→ Given entries
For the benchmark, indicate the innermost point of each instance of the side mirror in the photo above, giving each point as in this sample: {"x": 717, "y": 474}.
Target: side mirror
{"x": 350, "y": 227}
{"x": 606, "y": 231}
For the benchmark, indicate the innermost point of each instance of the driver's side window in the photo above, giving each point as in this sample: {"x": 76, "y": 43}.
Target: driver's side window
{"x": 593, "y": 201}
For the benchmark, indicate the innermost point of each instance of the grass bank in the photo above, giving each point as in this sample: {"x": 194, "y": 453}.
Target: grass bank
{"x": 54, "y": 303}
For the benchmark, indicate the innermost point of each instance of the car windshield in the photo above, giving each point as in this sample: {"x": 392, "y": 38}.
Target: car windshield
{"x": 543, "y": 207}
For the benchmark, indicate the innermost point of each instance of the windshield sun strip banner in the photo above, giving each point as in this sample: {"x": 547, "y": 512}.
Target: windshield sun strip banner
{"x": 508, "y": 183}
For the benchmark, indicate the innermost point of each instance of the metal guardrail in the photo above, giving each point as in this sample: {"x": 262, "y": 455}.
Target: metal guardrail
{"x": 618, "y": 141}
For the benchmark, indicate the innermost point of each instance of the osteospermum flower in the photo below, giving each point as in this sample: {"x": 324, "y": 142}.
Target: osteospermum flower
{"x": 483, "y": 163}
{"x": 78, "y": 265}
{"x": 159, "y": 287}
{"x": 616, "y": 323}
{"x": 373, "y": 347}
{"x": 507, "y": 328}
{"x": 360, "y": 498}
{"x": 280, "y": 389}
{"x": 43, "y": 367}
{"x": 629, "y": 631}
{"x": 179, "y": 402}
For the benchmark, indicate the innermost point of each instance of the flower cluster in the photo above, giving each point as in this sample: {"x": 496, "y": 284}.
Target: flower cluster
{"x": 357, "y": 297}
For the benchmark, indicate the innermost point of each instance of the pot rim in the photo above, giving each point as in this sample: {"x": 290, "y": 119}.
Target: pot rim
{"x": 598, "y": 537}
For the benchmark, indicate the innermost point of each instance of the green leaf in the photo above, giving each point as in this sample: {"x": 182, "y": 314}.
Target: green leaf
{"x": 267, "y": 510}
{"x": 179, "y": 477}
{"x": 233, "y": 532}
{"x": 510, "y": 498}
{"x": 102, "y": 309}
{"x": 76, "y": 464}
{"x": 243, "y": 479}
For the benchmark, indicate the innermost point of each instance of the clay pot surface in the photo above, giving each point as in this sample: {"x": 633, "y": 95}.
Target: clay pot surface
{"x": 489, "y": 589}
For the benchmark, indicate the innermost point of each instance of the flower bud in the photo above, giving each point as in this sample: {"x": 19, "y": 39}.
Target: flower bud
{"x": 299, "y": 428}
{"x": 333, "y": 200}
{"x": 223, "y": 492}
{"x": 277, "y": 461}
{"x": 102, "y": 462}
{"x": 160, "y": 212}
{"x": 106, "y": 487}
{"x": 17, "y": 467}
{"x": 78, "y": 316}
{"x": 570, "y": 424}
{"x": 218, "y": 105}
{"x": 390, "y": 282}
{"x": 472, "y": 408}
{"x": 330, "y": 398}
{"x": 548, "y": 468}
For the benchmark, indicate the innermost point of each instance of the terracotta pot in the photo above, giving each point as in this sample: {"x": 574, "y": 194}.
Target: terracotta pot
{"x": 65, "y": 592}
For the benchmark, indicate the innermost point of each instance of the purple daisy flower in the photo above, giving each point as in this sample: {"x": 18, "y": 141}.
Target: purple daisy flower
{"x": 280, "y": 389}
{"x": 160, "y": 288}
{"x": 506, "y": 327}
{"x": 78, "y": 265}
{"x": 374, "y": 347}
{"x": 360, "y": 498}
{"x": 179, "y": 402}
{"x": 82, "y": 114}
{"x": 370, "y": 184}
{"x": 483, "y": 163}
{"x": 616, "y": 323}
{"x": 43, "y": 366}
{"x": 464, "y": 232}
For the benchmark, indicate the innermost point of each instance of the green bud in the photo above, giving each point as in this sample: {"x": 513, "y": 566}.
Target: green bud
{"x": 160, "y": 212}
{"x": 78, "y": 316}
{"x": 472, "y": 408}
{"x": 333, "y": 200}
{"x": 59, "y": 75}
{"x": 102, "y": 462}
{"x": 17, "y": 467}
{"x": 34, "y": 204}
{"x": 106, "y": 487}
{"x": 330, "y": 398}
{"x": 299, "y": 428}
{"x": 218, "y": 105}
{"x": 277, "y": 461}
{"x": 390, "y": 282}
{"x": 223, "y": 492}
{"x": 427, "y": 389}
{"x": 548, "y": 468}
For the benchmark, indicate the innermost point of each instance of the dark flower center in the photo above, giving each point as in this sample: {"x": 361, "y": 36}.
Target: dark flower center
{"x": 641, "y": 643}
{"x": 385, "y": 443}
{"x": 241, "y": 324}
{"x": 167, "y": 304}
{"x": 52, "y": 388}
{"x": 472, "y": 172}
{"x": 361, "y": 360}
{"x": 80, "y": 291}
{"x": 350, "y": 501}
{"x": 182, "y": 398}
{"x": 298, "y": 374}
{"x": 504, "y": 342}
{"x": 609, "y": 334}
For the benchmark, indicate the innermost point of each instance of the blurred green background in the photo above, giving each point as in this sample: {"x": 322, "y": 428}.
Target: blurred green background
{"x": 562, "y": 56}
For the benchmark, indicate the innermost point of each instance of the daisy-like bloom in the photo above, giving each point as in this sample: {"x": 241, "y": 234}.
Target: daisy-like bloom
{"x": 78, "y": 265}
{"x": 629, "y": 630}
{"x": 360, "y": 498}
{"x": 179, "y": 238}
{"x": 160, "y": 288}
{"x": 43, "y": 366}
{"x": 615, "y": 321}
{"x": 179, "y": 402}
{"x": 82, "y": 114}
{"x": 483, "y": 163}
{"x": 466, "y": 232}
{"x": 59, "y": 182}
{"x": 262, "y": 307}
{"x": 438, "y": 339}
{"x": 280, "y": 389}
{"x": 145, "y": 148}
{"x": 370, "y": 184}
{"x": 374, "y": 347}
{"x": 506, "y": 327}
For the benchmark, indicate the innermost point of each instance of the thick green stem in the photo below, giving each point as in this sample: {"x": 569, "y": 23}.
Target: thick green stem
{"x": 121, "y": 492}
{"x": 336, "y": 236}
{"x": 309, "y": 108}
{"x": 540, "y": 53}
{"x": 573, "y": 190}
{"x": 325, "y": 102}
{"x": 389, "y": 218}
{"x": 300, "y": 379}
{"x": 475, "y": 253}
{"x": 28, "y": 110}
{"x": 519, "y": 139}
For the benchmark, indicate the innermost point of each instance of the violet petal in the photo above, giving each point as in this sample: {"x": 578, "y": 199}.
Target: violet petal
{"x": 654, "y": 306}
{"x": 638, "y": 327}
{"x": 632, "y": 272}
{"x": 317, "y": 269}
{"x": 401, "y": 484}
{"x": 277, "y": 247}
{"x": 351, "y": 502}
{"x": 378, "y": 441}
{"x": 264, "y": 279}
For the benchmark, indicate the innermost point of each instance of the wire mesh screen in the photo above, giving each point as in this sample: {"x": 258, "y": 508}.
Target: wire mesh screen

→ Exercise directions
Only the lines from the one containing "of the violet" through the end of the material should be reproduced, exactly, with both ends included.

→ Final result
For the benchmark, indicate the innermost point of each instance of the violet petal in the photo above, giving each point as in this sample: {"x": 578, "y": 199}.
Target: violet petal
{"x": 654, "y": 306}
{"x": 638, "y": 327}
{"x": 632, "y": 272}
{"x": 317, "y": 269}
{"x": 401, "y": 484}
{"x": 277, "y": 247}
{"x": 351, "y": 502}
{"x": 378, "y": 441}
{"x": 264, "y": 279}
For the benchmark, indicate the innermost point of each instance of the wire mesh screen in the photo above, giving each point as in this sample: {"x": 258, "y": 508}.
Target: wire mesh screen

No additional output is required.